REQUIREMENT:
Nothing but the lines from the one containing "Target: helmet face guard" through the last line of the data below should be returned, each copied exactly.

DATA EXCERPTS:
↓↓↓

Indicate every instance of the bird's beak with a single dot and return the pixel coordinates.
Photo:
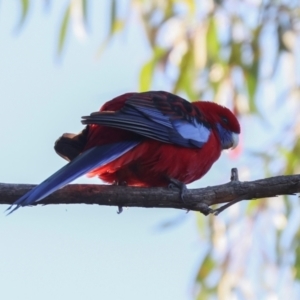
(235, 140)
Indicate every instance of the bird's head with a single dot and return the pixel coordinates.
(223, 120)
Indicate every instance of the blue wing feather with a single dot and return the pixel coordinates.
(158, 115)
(82, 164)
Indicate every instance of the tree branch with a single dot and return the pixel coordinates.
(195, 199)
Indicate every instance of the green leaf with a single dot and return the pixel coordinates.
(185, 80)
(84, 11)
(24, 12)
(251, 75)
(63, 30)
(147, 70)
(206, 268)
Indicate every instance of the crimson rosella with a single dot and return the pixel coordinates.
(148, 139)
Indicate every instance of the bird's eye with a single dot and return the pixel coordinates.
(225, 120)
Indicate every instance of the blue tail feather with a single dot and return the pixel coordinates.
(82, 164)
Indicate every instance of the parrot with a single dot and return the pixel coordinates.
(147, 139)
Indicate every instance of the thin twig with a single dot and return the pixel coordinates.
(195, 199)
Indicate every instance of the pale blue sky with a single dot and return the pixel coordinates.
(79, 251)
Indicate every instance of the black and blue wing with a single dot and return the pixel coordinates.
(158, 115)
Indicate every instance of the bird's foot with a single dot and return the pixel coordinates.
(174, 183)
(204, 209)
(121, 183)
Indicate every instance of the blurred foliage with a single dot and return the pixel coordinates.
(229, 51)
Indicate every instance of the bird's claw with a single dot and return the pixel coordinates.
(120, 209)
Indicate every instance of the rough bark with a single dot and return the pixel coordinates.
(195, 199)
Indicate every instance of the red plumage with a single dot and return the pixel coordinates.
(143, 139)
(153, 163)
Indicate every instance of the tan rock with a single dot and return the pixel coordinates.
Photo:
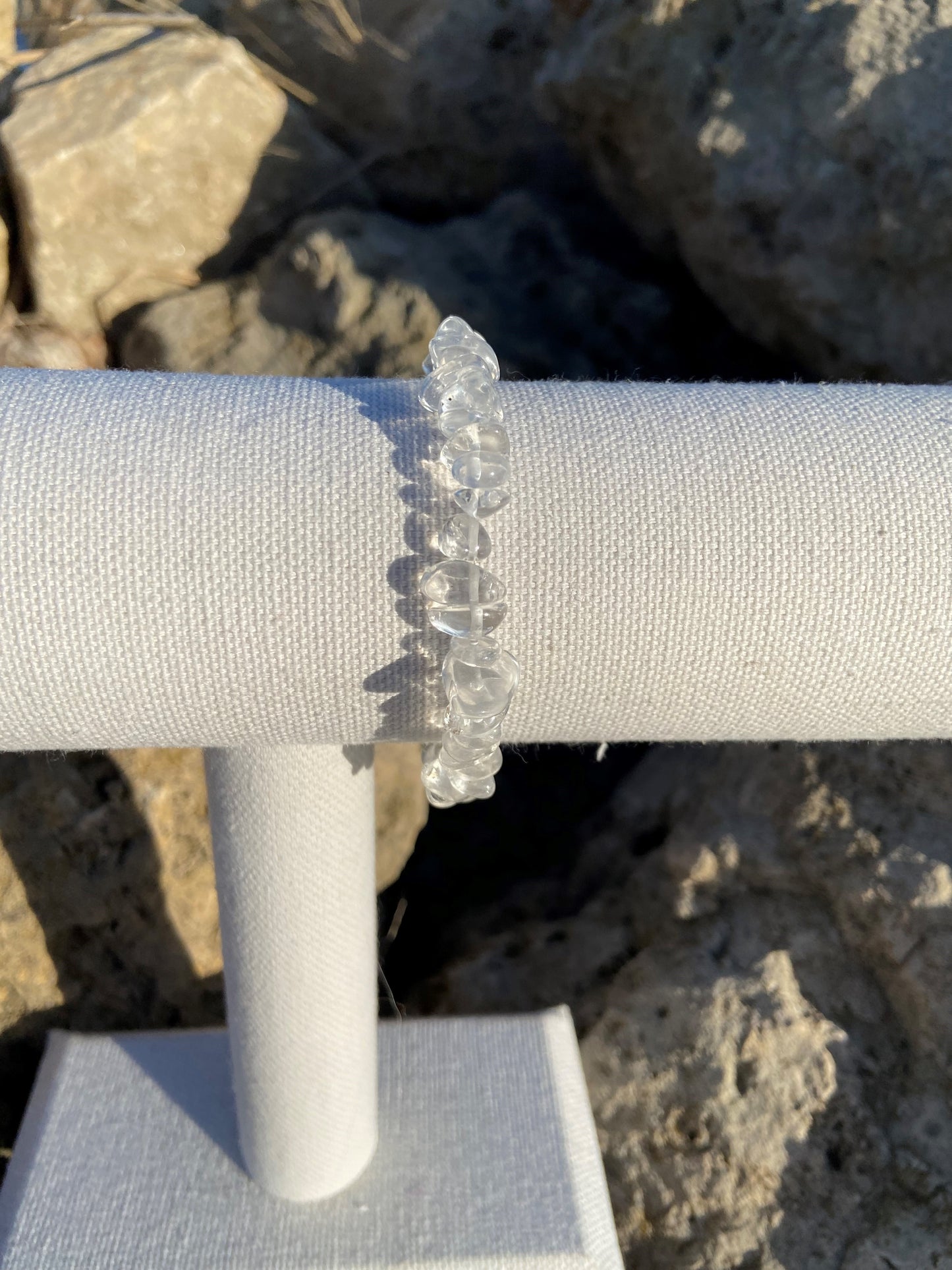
(27, 341)
(702, 1085)
(360, 293)
(400, 805)
(130, 173)
(434, 96)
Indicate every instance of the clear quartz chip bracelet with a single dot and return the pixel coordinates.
(462, 598)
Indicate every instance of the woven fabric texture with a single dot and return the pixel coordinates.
(488, 1160)
(201, 560)
(293, 828)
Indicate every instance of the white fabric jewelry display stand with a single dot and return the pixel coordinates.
(231, 563)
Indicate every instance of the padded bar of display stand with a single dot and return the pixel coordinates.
(294, 838)
(216, 560)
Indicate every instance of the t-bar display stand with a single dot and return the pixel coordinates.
(229, 563)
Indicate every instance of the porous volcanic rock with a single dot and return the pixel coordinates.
(797, 156)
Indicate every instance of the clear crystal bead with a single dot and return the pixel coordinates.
(485, 763)
(438, 786)
(476, 438)
(482, 502)
(462, 538)
(465, 382)
(460, 582)
(488, 730)
(466, 620)
(461, 386)
(459, 417)
(479, 470)
(479, 678)
(455, 335)
(471, 786)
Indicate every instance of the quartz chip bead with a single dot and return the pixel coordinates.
(465, 385)
(478, 455)
(435, 780)
(462, 598)
(482, 502)
(462, 538)
(455, 335)
(479, 678)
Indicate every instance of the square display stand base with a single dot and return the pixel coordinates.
(488, 1160)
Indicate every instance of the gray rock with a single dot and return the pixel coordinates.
(433, 96)
(798, 904)
(705, 1087)
(130, 173)
(798, 156)
(358, 293)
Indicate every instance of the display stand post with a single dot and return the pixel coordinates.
(294, 840)
(231, 563)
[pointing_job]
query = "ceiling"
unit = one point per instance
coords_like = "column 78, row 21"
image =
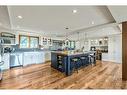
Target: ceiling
column 54, row 19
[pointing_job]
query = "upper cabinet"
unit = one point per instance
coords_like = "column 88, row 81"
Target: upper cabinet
column 7, row 38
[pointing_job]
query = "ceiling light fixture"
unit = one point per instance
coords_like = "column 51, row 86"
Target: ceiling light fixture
column 20, row 17
column 0, row 24
column 92, row 22
column 74, row 11
column 17, row 26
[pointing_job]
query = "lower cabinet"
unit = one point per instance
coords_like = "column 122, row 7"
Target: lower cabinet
column 33, row 58
column 6, row 60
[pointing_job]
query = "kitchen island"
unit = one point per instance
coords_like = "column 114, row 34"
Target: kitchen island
column 67, row 62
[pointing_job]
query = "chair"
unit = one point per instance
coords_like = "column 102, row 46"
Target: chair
column 75, row 64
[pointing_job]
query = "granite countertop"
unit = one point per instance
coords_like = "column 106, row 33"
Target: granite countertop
column 70, row 53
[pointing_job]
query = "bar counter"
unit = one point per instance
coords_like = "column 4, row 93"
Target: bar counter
column 67, row 62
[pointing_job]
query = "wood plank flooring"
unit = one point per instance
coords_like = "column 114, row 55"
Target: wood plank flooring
column 105, row 75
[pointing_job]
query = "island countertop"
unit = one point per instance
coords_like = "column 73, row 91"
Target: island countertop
column 70, row 53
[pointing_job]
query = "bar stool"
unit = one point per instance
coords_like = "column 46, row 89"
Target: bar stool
column 92, row 58
column 83, row 61
column 75, row 64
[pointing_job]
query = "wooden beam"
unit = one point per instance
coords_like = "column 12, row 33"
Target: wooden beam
column 124, row 50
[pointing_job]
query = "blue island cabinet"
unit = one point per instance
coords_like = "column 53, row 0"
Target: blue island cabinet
column 66, row 63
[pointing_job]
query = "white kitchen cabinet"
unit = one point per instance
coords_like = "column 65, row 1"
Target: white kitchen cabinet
column 6, row 60
column 33, row 58
column 16, row 59
column 47, row 56
column 28, row 59
column 40, row 57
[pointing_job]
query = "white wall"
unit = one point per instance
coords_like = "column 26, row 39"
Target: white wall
column 115, row 42
column 4, row 17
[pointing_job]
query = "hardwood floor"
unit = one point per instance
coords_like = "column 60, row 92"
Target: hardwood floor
column 105, row 75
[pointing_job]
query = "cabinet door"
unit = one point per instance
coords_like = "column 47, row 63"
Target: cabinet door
column 6, row 59
column 27, row 59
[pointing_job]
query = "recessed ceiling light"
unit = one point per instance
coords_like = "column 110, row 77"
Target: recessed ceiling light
column 92, row 22
column 17, row 26
column 0, row 24
column 20, row 17
column 74, row 11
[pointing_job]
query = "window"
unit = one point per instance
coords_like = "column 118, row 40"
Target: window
column 28, row 41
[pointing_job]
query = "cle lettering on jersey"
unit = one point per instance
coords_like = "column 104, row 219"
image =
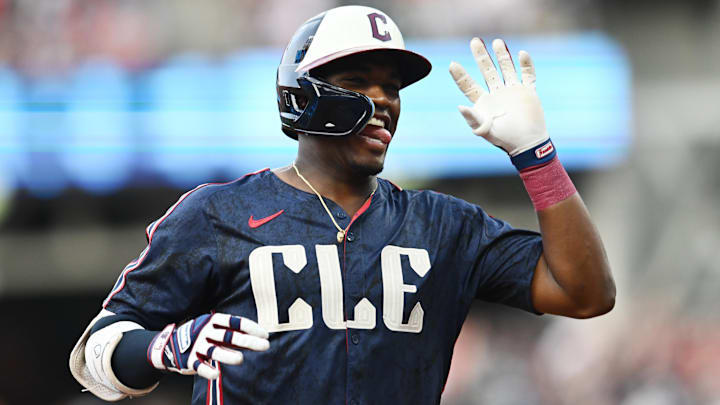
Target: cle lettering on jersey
column 300, row 312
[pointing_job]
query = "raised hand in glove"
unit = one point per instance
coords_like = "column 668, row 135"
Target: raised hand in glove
column 510, row 115
column 189, row 349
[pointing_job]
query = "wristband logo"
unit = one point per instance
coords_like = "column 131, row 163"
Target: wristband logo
column 544, row 150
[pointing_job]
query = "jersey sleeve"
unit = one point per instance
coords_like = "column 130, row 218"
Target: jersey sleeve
column 501, row 259
column 169, row 280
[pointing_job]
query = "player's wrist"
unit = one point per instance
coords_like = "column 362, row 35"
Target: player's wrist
column 547, row 183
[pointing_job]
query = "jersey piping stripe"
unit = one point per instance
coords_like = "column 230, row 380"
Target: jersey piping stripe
column 150, row 231
column 214, row 391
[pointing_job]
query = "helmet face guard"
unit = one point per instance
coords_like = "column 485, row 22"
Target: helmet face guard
column 328, row 110
column 312, row 106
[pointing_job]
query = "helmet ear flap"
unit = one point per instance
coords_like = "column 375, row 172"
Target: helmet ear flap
column 310, row 105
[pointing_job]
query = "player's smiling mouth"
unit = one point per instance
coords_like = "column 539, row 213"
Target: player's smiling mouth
column 376, row 131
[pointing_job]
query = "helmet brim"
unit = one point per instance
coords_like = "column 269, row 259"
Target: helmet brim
column 411, row 66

↑↑↑

SOLUTION TO THE PROBLEM:
Target: helmet face guard
column 328, row 110
column 312, row 106
[pointing_job]
query = "helmet ear flap"
unit = one point per instance
coords_like = "column 375, row 172"
Target: helmet ear flap
column 310, row 105
[pointing_job]
query = "player's smiling mouth"
unit = one point per instance
coords_like = "column 539, row 213"
Target: player's smiling mouth
column 376, row 131
[pointing_job]
query = "helmet brim"
unit = one point per instance
coords_like = "column 269, row 259"
Target: helmet brim
column 411, row 66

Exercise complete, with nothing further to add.